*GIVEN INSTRUCTION 1:* From the piece about Romney's University of Chicago speech, list every tax cut in its table, each with its amount in billions of dollars.
*GIVEN INSTRUCTION 2:* Carry on the piece about Romney's University of Chicago speech from its last sentence.

*SOURCE PASSAGE:*

━━━━━━━━━━━━━━━━━━━━

On March 19, Mitt Romney presented at the University of Chicago a (mercifully short) policy address that laid out his criticisms of Obama’s economic policies (see here for a transcript). The primary theme was that under Obama, high taxes and an overbearing regulatory burden have stifled “economic freedom” and that “The Obama administration’s assault on our economic freedom is the principal reason why the recovery has been so tepid”.
Romney’s address is interesting as it illustrates well how even such carefully prepared addresses in the current Republican campaign have been replete with factual errors. A listener to such presentations will normally presume that the speaker will have gotten their facts right, and they will distinguish factual statements with statements of opinion. The listners may or may not agree with the opinions, but they will normally give the speaker the benefit of the doubt on factual statements. Unfortunately, political discourse in this Republican campaign has degenerated to the point where numerous statements, carefully prepared and presented as fact, are simply not true. But by repetition, it is not surprising that many in the American public have become confused into thinking such statements are true when they are factually wrong.
Perhaps the most basic and glaring of the factual inaccuracies in Romney’s speech (and a cornerstone of his argument in the speech) is his statements that taxes (and tax rates) have risen under Obama. But federal taxes have been repeatedly cut under Obama, at a total cost to the budget of close to $1.5 trillion (as estimated by the bipartisan Committee for a Responsible Federal Budget):
|Tax Cuts Signed Into Law by Obama|
|Date Signed||Amount ($b)|
|A. Tax Provisions in 2009 Stimulus Package||2/17/09||$420.0|
|B. 2010 Tax Cut Package||12/17/10||$880.9|
|C. 2012 Payroll Tax Cut Extension||12/23/11 and 2/22/12||$115.5|
|D. Other – Various Dates in 2009 and 2010||various||$64.2|
$1.5 trillion in tax cuts is not small, and one would think hard to ignore, yet Romney asserts that big tax increases under Obama have stifled the recovery. And in addition to the $1.5 trillion in tax cuts, there has not been a single tax increase under Obama.
In large part because of these policy actions cutting taxes, federal government revenue during the Obama presidency has been the lowest of any presidency since 1950. Between 1951 and 2008, government revenues varied between a low of 16.1% of GDP and a high of 20.6%, and averaged 18.0%. Revenues were 17.6% of GDP in 2008, the last year of Bush. During Obama’s term, the share was 15.1%, 15.1%, 15.4% and a projected 15.8% for 2009 to 2012, respectively. Yet Romney condemns increases in taxes as stifling the recovery. It would be more accurate to say that major cuts in taxes have not led to a strong recovery.

━━━━━━━━━━━━━━━━━━━━

*ROWS:*
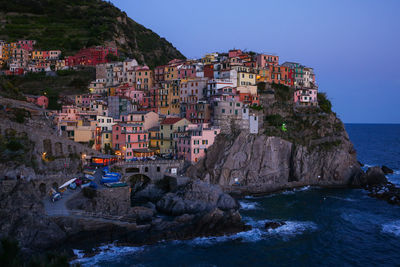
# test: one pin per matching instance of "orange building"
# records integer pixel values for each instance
(144, 78)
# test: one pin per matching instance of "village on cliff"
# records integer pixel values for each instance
(174, 111)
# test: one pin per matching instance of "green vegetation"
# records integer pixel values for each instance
(16, 147)
(275, 120)
(66, 82)
(69, 25)
(11, 256)
(324, 103)
(282, 92)
(89, 193)
(256, 107)
(19, 115)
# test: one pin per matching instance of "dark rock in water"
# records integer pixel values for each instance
(375, 176)
(386, 170)
(273, 225)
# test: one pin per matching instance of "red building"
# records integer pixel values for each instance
(209, 71)
(26, 44)
(234, 53)
(91, 56)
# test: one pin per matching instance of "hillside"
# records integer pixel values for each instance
(69, 25)
(312, 149)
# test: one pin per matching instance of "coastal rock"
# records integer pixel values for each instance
(386, 170)
(375, 176)
(262, 164)
(273, 225)
(22, 217)
(196, 197)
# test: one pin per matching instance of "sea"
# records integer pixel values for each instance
(324, 227)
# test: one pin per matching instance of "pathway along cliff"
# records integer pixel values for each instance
(315, 150)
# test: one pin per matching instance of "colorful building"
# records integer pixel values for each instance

━━━━━━━━━━━━━━━━━━━━

*REPLY 1:*
A. Tax Provisions in 2009 Stimulus Package: $420.0
B. 2010 Tax Cut Package: $880.9
C. 2012 Payroll Tax Cut Extension: $115.5
D. Other – Various Dates in 2009 and 2010: $64.2

*REPLY 2:*
It may well be the case that Obama would have preferred a better balance in the extensive tax cuts, and it is true that Obama has proposed selected tax increases (e.g. on those making more than $250,000, and a minimum tax rate on those making more than $1 million a year). But these have not been enacted. Yet Romney asserts that as a result of Obama, businessmen are facing a higher tax (as well as regulatory) burden, and that “those taxes and costs add up. Businesses shut down. Jobs disappear. Entrepreneurs decide it’s too risky and too costly to invest and to hire.”
The other half of the Romney assertion (in addition to big tax increases), is that Obama has burdened businesses with stifling regulations. Yet as has been noted before in this blog, productivity growth has in fact been quite strong during the Obama term. Stifling regulations would have hurt productivity, yet multifactor productivity rose in 2010 by more than it had in any other single year since the data series began in 1987 (see here); labor productivity has increased in the current recovery at a pace similar to the highest it has in any recovery in the past four decades in the US (see here); and the increase in labor productivity under Obama while wages have been flat have in fact led to a sharp rise in profits of American businesses (see here). None of this is consistent with Romney’s assertion that burdensome regulations under Obama have held back businesses. Rather, businesses are not producing and employing more because there is not a demand for what they can produce (and profitably produce; see here). And demand has been deficient in large part due to the reduction (not increase, as Romney asserts) in government demand (see here).
Romney supports his assertion that overbearing regulations under Obama have led to the slow recovery simply through several anecdotes. But his choices of anecdotes are interesting, as the specific ones cited stem from cases that arose during the Bush administration. Specifically, he asserts that over-reaching regulators “would have banned Thomas Edison’s light bulb”. And then immediately says “Oh yeah, Obama’s regulators actually did just that.” But actually, Obama’s regulators are enforcing a law passed and signed by Bush in 2007. I assume that Romney would have complained even more loudly if Obama had chosen to ignore a law that is on the books, despite his constitutional requirement to enforce the laws.
Another example is of a case where the EPA was enforcing a law against development of land in a wetlands area, with Romney saying the regulators would not even allow the individuals to pursue a case in court against it. But the Supreme Court in fact issued a decision on the case the same week as Romney’s speech in Chicago. And most relevant is that the EPA originally moved to protect this wetland in 2005, in the first year of Bush’s second term. This was not a case brought under Obama. But Romney did not blame over-zealous regulators under a Republican administration.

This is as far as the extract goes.